• **Provided information**
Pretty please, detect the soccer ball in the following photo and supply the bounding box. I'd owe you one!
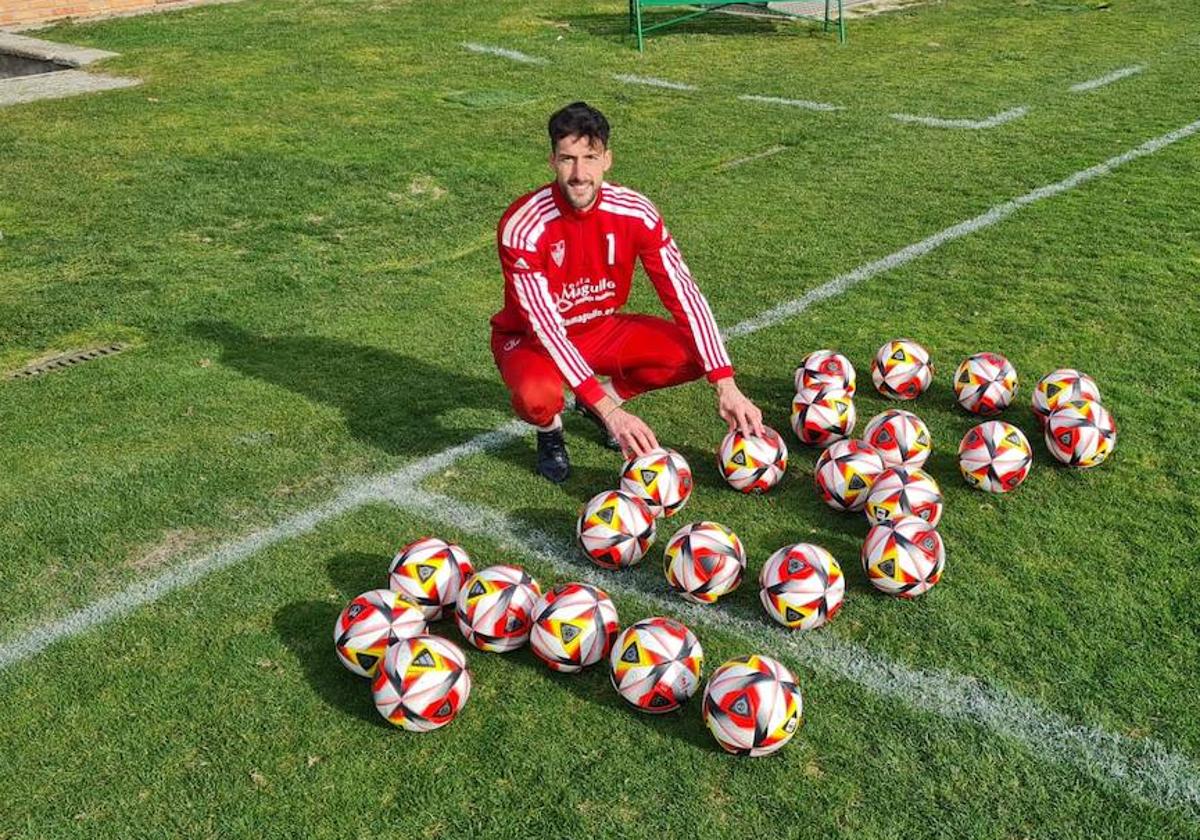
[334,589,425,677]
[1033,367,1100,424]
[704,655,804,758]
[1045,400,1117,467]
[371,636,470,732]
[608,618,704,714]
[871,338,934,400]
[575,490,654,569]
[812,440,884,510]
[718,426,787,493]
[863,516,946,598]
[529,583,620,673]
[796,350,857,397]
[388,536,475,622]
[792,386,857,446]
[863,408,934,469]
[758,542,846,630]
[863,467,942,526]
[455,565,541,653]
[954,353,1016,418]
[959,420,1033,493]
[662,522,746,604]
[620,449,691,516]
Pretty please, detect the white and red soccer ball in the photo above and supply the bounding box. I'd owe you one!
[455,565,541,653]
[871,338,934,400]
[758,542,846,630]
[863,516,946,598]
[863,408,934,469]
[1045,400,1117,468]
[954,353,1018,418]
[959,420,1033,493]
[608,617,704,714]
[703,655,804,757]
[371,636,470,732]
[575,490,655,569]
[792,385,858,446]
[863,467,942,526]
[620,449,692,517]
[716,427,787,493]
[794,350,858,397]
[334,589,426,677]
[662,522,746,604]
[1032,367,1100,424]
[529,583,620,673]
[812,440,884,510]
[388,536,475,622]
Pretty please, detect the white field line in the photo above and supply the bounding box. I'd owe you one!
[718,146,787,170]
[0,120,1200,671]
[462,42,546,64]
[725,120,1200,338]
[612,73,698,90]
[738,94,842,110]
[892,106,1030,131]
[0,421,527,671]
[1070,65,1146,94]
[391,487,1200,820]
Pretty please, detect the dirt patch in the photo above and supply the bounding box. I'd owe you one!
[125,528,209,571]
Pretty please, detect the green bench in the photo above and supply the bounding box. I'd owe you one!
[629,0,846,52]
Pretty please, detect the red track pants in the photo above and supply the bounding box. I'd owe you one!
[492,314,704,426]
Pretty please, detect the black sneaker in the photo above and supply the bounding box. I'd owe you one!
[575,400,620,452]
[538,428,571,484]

• **Exercise task**
Rewrite the records above with every "soccer ball" changed to "football" and nothing else altered, leaving out the pictures.

• **Task response**
Pretty please, detect the football in the following photo and supply the bounding box. I'd owe you one!
[334,589,425,677]
[1033,367,1100,424]
[704,655,804,758]
[1045,400,1117,467]
[371,636,470,732]
[608,618,704,714]
[871,338,934,400]
[575,490,654,569]
[812,440,884,510]
[718,426,787,493]
[863,516,946,598]
[529,583,620,673]
[796,350,857,397]
[388,536,475,622]
[792,386,857,446]
[863,408,934,469]
[758,542,846,630]
[863,467,942,526]
[455,565,541,653]
[954,353,1016,418]
[959,420,1033,493]
[662,522,746,604]
[620,449,691,516]
Pretty please, detect the white and red football in the photo above and supply the bounding box. I'd owe you one!
[455,565,541,653]
[871,338,934,400]
[758,542,846,630]
[863,516,946,598]
[863,408,934,469]
[1045,400,1117,468]
[954,353,1018,418]
[959,420,1033,493]
[608,617,704,714]
[703,655,804,757]
[371,636,470,732]
[575,490,655,569]
[792,385,858,446]
[863,467,942,526]
[620,449,692,517]
[716,427,787,493]
[794,350,858,397]
[334,589,426,677]
[662,522,746,604]
[1032,367,1100,424]
[529,583,620,673]
[812,440,884,510]
[388,536,475,622]
Pretty please, detect the white field line in the photo above and supply the bounding box. I'd owe you one!
[718,146,787,170]
[0,120,1200,671]
[462,42,546,64]
[725,120,1200,338]
[612,73,698,90]
[738,94,842,110]
[892,106,1030,131]
[0,421,527,671]
[1070,65,1146,94]
[391,487,1200,820]
Pretty please, detect the dirt patch in the photo above and supply the bounding box. I'd owe you one!
[125,528,209,571]
Pretty please, detect the green bench in the photo above and supply the bounding box. I'd owe you one!
[629,0,846,52]
Pretty please, detect the red track pants in the photo above and supply the bounding box. I'd owe you one!
[492,314,704,426]
Pretty please, detect the black sneaker in the photo above and supply the bounding box. I'd owe you one!
[575,400,620,452]
[538,428,571,484]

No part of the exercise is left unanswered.